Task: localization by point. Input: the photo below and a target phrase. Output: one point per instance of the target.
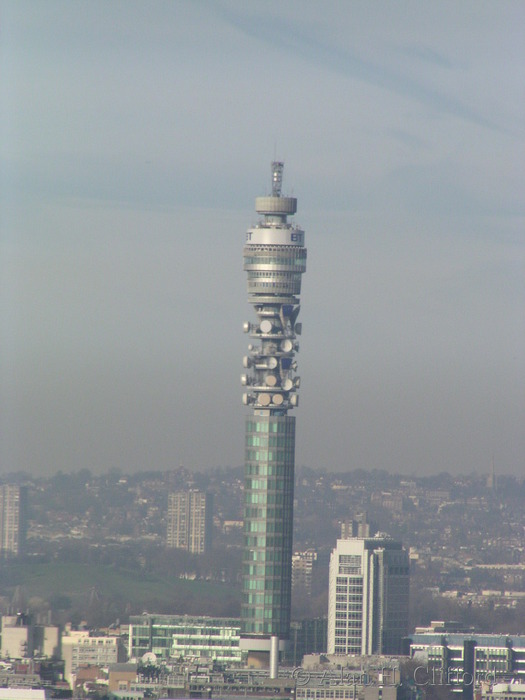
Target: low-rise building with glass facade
(186, 637)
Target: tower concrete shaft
(274, 259)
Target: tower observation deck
(274, 259)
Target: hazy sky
(134, 139)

SHORT PROBLEM: Reproduce all of the data above word for word, leaving out the picture.

TASK RESPONSE:
Task: localization by point. Input: the photo below and a target phrase. Output: one point per instance of the target.
Target: low-rise building with glass facade
(186, 637)
Target: tower concrete shaft
(274, 259)
Target: tower observation deck
(274, 259)
Target: hazy sky
(134, 139)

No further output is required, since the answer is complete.